Getting away with it

A few years ago, I spoke to a financial services lawyer who said he’d do away with the whole concept of regulation within our sector. We had just marked a decade since the collapse of Lehman Brothers, and a global pandemic was, at best, a footnote on most institutional risk reports. Written by Liz Pfeuti. 

His argument was compelling. People will generally do what they want or push to the very edges of the limit of the law if they can get away with it – and they mostly can. Like kids leaning over a precipice, safe in the knowledge that a terrified parent or guardian will snatch them back before they plunge to their death, most of us will push boundaries. 

Regulation gives us all the comfort of a safety net. It allows us to take risks, thinking someone has our backs. This enables us to open bank accounts, drive cars and book holidays months in advance. But, as we see the continued collapse of financial institutions, massive fraud enacted on a daily basis in some of the most developed and supposedly educated economies, and the chronic damage being inflicted on our society and environment, it’s hard to say it’s working. On a very basic level, if laws worked, we wouldn’t need prisons. If regulations and fines worked within any sector, we would have clean rivers, an absence of cold calls and public trust in financial services. 

Back to my lawyer friend. In his view, we need a system of mutual accountability and responsibility. If a company continues to ignore the expected standard set by its customers and general society, it goes out of business. Instead of fines, which are ultimately passed on to customers anyway, just let their practices catch up with them. There would be casualties along the way, but they are a constant anyway. In the financial services sector alone, discoveries of malpractice every day belie an entire landscape of individual and very personal devastation. 

Since Lehman, countless people have been swindled out of savings by fraudsters and taxpayers to the tune of billions as different crooks took advantage of a pandemic-panicked system. Since 2008, banks have racked up millions in fines and charges, which are swallowed up by cash pots specifically set aside to cover them. Equally, banks have had to cover the losses they make on customers who have little intention of paying back what they owe (rather than being unable, I point out). 

This is not a criticism of regulators as a whole. They are set up to fail. The moment a new rule is put in place, a department in a financial institution, at least ten times better funded than the rule-setter, is set to work figuring out how close to the wind it can sail and, if it crosses the line, how much will it cost to do so. It’s business. It makes sense to the accounts team, the CEO and investor relations. It does not make sense in a civilised society. 

Each Saturday morning, after my gym session, I fill a shopping bag with rubbish dropped on the pavement as I walk the mile back to my house. There are laws against littering in the UK. 

What has this to do with fund management? I realise a system of self-rule will never take off. Apart from there being far too many vested interests and money swirling around aimed at influencing policy, human nature has developed to need the comfort blanket of regulation. But imagine how much more relaxed our world – and our industry – would be if we could trust everyone to do the right thing without being told to because if we made crossing the line a real business risk rather than a cost of doing business, we might take it more seriously.

Records:
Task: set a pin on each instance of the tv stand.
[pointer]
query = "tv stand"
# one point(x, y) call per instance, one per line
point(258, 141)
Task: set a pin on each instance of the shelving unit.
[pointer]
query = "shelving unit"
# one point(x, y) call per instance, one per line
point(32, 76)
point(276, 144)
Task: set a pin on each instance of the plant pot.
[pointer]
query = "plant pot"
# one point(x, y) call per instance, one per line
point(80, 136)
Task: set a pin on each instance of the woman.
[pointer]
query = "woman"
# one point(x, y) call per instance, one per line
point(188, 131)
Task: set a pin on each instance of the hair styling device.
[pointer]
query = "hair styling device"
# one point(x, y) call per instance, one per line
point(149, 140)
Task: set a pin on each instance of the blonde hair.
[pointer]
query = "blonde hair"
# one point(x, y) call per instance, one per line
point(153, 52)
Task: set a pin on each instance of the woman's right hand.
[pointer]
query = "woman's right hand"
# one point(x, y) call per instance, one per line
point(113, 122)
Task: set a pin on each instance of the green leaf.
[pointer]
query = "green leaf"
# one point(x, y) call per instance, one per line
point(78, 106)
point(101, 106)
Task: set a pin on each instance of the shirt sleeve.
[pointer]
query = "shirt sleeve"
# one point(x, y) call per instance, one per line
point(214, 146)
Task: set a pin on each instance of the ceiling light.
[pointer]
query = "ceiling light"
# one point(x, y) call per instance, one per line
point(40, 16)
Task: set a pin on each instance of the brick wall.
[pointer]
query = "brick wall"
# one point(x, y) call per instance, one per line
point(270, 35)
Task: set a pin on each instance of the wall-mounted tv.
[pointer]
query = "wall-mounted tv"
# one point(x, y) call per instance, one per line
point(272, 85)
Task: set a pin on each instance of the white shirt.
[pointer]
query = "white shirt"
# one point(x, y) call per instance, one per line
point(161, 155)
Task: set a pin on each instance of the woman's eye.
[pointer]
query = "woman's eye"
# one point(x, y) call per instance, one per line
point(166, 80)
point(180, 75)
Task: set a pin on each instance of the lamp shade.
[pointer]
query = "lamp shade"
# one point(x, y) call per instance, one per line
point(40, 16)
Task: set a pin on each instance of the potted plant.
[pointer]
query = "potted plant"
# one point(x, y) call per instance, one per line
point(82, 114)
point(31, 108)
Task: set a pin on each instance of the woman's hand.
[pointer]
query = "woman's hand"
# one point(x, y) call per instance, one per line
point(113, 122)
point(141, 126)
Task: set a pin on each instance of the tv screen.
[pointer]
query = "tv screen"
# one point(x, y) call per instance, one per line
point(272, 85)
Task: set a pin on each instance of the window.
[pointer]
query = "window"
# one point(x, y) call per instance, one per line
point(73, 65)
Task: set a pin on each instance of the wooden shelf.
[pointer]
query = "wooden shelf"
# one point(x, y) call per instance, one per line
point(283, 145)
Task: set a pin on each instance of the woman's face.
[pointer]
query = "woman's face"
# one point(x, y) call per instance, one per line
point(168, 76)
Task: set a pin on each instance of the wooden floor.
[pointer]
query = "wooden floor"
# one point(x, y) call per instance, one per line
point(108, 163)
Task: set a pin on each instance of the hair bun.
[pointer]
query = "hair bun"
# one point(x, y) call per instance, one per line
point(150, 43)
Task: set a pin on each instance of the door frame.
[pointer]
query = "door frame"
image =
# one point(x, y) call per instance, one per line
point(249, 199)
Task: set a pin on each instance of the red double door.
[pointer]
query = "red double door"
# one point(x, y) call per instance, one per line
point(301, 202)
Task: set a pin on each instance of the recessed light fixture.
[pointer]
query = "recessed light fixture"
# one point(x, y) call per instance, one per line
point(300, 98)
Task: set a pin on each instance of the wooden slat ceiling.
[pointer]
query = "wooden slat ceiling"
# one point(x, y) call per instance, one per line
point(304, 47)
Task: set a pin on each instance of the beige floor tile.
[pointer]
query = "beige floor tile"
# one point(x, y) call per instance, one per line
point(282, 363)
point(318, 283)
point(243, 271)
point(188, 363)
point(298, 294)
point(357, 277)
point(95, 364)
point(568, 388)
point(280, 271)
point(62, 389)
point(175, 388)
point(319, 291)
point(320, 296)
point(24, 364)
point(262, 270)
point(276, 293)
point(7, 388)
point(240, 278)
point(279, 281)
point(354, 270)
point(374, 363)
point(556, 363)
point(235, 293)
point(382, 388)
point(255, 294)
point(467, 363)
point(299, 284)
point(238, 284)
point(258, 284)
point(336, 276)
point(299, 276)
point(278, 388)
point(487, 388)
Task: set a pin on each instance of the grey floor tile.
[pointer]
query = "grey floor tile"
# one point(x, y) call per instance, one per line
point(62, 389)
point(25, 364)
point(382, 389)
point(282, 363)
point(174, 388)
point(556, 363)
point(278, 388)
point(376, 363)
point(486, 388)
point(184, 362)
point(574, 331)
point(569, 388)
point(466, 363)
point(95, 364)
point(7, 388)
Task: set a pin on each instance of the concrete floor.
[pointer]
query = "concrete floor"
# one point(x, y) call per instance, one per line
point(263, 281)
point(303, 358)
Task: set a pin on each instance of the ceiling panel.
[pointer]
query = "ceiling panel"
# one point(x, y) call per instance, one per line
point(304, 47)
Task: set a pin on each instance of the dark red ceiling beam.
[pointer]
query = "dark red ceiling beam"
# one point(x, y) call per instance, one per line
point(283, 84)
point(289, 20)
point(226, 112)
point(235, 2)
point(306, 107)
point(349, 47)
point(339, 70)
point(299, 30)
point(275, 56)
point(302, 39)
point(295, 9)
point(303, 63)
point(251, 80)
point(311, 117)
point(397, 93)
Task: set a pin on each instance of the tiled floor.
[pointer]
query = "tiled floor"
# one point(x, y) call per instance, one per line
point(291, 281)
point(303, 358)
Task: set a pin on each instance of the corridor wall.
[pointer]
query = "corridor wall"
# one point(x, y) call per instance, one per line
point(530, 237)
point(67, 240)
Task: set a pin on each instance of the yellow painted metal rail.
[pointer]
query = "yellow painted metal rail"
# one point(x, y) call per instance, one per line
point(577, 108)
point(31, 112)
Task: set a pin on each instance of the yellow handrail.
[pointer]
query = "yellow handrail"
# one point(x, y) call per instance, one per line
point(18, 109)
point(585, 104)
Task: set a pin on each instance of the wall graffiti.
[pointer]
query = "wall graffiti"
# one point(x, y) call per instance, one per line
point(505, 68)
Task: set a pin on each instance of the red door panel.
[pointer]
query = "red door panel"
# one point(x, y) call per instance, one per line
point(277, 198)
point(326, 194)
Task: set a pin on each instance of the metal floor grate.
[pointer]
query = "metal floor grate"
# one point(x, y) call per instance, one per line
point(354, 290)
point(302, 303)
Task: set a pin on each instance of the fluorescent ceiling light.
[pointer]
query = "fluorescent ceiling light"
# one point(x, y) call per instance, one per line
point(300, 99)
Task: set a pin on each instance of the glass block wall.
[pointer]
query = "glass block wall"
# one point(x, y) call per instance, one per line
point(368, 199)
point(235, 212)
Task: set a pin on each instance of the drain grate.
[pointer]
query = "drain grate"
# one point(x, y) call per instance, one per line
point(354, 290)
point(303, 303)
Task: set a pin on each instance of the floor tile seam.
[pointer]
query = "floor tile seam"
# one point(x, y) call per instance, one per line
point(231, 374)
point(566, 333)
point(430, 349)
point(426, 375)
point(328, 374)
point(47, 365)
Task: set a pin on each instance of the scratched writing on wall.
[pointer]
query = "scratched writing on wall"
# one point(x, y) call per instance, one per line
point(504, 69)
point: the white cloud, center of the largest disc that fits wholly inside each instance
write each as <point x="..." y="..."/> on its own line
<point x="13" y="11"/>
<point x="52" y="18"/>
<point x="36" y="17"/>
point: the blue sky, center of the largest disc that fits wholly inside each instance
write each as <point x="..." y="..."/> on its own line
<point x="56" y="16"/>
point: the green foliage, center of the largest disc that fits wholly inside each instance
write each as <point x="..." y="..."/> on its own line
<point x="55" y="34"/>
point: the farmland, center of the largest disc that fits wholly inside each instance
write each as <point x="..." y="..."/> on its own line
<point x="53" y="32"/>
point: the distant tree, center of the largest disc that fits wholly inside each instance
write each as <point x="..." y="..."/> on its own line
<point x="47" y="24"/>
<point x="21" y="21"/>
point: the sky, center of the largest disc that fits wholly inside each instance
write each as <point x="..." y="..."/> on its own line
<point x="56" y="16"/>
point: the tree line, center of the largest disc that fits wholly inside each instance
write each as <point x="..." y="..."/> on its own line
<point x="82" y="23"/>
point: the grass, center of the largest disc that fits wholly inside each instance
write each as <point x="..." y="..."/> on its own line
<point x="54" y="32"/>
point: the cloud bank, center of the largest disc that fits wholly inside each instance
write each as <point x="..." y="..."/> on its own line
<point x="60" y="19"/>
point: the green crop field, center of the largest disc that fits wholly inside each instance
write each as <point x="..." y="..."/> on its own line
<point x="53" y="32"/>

...

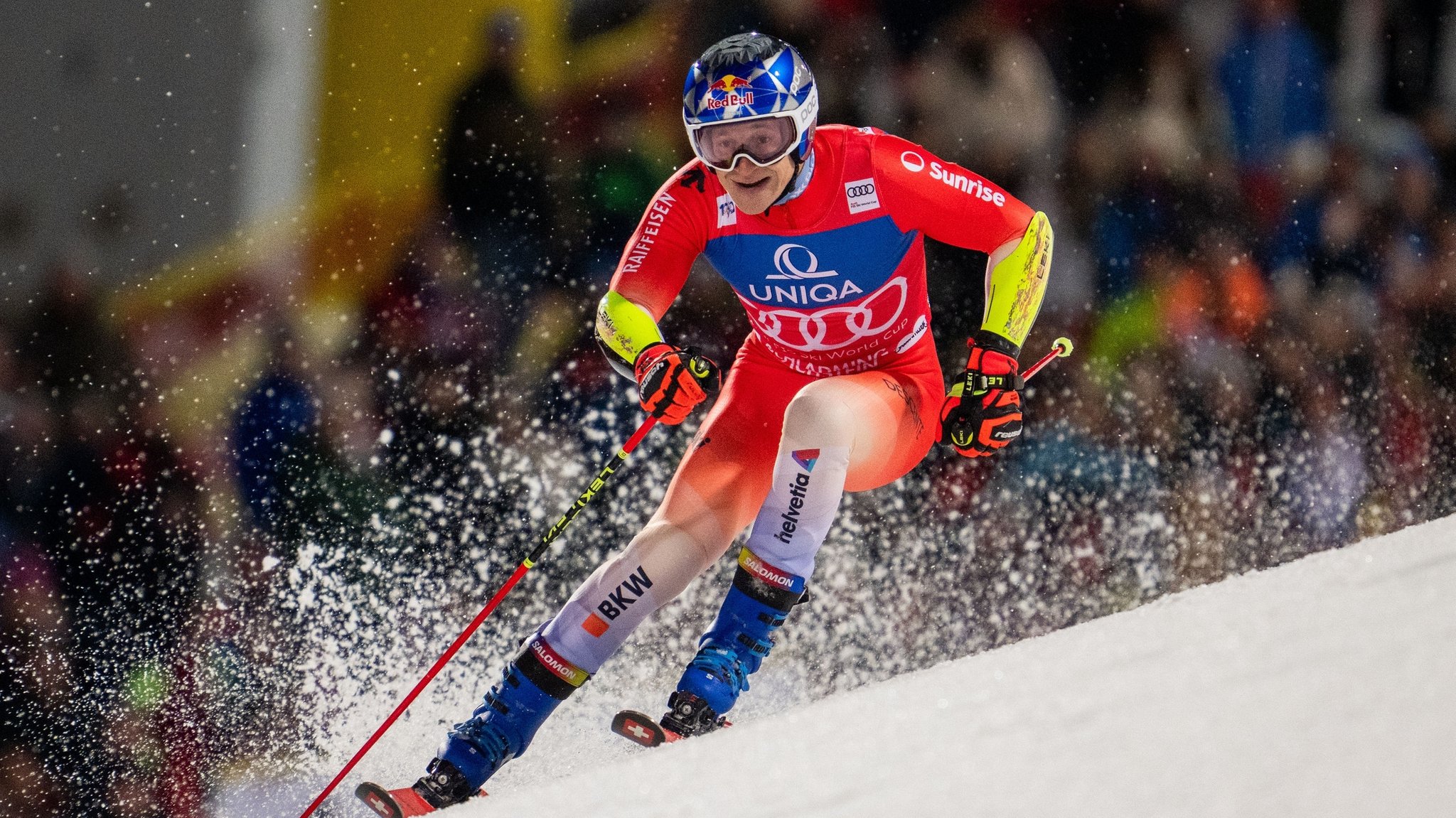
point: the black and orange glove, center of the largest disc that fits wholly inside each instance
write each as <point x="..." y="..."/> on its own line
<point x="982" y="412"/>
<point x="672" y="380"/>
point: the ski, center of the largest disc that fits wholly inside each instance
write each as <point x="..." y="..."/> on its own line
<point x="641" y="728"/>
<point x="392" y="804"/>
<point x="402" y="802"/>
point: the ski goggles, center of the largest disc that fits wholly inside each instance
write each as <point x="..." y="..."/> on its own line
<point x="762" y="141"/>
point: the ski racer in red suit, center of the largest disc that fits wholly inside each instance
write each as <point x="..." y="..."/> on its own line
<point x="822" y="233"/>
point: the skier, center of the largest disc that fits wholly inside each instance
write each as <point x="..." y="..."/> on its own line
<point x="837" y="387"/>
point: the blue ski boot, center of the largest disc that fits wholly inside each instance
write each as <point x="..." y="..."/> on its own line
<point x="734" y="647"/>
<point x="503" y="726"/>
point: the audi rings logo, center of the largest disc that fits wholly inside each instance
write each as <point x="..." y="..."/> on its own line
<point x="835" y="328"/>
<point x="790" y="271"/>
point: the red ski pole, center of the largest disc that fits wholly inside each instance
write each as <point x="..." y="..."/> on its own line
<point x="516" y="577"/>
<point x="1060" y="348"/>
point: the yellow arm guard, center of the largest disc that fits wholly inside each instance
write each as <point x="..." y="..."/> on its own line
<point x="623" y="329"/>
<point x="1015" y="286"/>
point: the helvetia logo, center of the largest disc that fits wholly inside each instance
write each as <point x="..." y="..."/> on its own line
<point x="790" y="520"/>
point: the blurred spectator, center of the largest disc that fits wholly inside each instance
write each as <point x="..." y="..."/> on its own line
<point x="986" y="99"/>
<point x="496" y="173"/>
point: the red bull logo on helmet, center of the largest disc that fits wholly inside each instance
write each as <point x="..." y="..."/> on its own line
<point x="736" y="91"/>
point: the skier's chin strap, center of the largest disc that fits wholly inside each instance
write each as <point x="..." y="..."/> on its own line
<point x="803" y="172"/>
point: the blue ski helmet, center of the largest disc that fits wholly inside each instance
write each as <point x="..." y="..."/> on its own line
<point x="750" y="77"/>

==

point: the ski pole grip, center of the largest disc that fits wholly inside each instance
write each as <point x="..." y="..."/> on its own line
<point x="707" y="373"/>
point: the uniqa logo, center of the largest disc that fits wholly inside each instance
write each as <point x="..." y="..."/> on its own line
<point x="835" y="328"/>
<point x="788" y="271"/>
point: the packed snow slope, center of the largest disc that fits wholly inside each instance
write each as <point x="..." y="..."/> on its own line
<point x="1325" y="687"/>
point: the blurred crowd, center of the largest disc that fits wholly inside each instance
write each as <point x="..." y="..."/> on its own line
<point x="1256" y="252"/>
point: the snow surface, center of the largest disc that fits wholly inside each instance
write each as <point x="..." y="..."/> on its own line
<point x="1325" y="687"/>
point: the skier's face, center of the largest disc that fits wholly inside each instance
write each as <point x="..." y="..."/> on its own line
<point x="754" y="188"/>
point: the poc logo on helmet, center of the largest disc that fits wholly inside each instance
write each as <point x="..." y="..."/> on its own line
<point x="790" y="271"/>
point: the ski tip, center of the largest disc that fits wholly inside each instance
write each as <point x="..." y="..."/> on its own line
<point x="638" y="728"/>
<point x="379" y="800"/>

Problems to work on:
1 > From the column on regulation, print the passage starting with "A few years" and going on through "Written by Liz Pfeuti.".
2 > Translate this sentence from the column on regulation into Spanish: "Regulation gives us all the comfort of a safety net."
3 > Turn the paragraph of the column on regulation that begins "Back to my lawyer friend" into a short bulleted list that keeps its main facts.

Your responses:
1 >
A few years ago, I spoke to a financial services lawyer who said he’d do away with the whole concept of regulation within our sector. We had just marked a decade since the collapse of Lehman Brothers, and a global pandemic was, at best, a footnote on most institutional risk reports. Written by Liz Pfeuti.

2 > La regulación nos da a todos la comodidad de una red de seguridad.

3 >
- The lawyer wants a system of mutual accountability and responsibility.
- A company that keeps ignoring the standard its customers and society expect would go out of business.
- Instead of fines, which are passed on to customers anyway, companies' practices would be left to catch up with them.
- There would be casualties, but casualties are constant anyway.
- In financial services alone, daily discoveries of malpractice belie an entire landscape of individual and very personal devastation.